> _TEXT BLOCK_
____________________
The Greatest Challenge and Future Goal
Ultimately, the system aims to search for specific items, a feature not present in the current version. For instance:
– Where can I buy the latest Harry Potter book?
Such a question would not be classified. While it wasn’t crucial at this stage, the interns were already testing solutions that would classify specific products and provide directions to the store.
An interesting aspect of system building involves preparing appropriate prompts, not just choosing a model, providing data, tuning, and infrastructure. Here’s an example of a prompt used in the system developed by the students:
'<s>[INST] <<SYS>>\nYou will be asked questions about Galeria Krakowska. If you are asked where you can buy something. return a list of stores where you are sure the product can be purchased. If there are no shops selling given product, return "The shopping mall does not have shop with such products". If question is not related to Galeria Krakowska, return \'I do not know the answer to this question\'\nYou can return only shops from this list: Ania Kruk, Cropp. Medicine, Bershka, New Yorker, House, Pull&Bear, Stradivarius, Reserved, Marc O'Polo, Greenpoint, Tatuum, Taranko. SWISS. Empik, Rossmann, Douglas, HEBE, Hugo Boss. Apart. Big Star, C&A, SEPHORA, Bytom, Vistula, Lavard, Ochnik, TOUS\n<</SYS>>\n\nGive me the correct answer to the question about the shopping mall, Galeria Krakowska. Q: Where can I buy gimbal? If there are no shops with this products, say that there are no shops with this item. Return it as comma separated list. [/INST]"
____________________
> _RAW DATA_
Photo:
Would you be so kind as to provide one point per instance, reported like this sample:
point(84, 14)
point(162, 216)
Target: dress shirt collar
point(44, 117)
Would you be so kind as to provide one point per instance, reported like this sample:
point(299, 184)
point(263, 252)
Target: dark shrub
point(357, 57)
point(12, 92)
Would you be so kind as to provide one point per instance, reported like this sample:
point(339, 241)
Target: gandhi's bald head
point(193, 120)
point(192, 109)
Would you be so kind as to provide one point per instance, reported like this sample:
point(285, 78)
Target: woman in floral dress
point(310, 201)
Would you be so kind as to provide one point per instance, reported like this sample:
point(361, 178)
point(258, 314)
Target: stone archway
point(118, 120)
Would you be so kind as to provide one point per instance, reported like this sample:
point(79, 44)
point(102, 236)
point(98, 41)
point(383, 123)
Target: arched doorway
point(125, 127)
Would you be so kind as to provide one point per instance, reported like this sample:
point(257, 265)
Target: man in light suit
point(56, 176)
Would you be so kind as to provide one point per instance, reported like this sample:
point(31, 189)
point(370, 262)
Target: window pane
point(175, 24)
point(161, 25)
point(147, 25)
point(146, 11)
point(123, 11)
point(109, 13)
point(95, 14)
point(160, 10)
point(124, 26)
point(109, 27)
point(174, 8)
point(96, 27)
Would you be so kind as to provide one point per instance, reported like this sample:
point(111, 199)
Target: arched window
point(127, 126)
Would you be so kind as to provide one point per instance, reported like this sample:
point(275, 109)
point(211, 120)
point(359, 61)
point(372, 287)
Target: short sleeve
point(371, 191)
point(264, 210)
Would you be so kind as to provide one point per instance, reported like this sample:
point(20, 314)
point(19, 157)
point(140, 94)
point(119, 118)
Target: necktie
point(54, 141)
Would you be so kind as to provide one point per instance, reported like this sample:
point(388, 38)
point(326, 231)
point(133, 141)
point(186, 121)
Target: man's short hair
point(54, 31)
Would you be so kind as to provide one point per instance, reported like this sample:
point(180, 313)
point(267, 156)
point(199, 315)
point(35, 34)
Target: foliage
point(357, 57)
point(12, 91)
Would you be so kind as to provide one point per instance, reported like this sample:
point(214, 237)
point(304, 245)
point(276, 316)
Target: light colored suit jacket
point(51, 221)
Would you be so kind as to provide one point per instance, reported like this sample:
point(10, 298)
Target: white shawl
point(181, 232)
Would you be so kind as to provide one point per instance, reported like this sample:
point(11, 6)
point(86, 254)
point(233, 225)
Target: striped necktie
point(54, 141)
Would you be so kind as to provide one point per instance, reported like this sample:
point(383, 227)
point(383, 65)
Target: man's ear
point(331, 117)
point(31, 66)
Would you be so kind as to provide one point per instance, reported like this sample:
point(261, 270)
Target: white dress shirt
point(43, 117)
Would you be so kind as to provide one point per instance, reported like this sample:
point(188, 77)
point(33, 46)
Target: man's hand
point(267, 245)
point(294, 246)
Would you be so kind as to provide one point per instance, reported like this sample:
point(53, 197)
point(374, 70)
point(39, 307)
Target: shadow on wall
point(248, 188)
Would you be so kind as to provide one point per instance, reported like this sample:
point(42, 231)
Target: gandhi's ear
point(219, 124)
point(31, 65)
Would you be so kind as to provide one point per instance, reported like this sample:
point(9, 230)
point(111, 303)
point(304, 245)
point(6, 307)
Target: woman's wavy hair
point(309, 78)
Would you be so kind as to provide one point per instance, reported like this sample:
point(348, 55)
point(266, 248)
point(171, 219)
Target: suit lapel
____________________
> _TASK ITEM 1_
In the Galeria Krakowska text, what were the interns already testing?
> _TASK ITEM 2_
Carry on the Galeria Krakowska text, starting after its last sentence.
The lines are separate material from the text about the Galeria Krakowska system.

> _TASK RESPONSE 1_
Solutions that would classify specific products and provide directions to the store.

> _TASK RESPONSE 2_
Interns’ Perspectives on Their Experience
We asked Kuba Mieszczak, one of the interns in the Wayfinder AI creation team, about his project experience.
What are the biggest advantages and challenges of the current solution?
Wayfinder AI is undoubtedly a robust alternative to conventional search engines in shopping malls. This assistant can find specific stores and eventually will be able to locate products, and provide guidance on locating them.
The most significant challenge is that the language models offer users considerable freedom. If we could trust users to use the model as expected, the work would be much simpler. In reality, users ask one or two task-related questions and then proceed to “test” its limits, which can be problematic.
Examples of testing include asking complex questions or logical puzzles, entering random words or characters, or asking about sensitive topics. The model must be prepared for such situations.
Despite these challenges, we’re delighted that the small-sized open-source model could handle our initial requirements, even with the large number of products in the dataset.
Did you encounter any other unusual problems?
While it’s hard to label it an “unusual” issue, the topic is still relatively new when it comes to LLM models used in commercial projects like this. Articles, blog posts, white papers appear almost weekly, and descriptions of techniques to prepare your own AI-based solution don’t solve all problems. Sometimes, checking how the model behaves in a given situation requires asking questions and using trial-and-error methods, leading to much time spent on fine-tuning and testing.
On the other hand, that’s precisely what internships are about. We learn a lot from this process, and the solution already yields initial results at this stage.
Speaking of the next stage, what are you currently working on?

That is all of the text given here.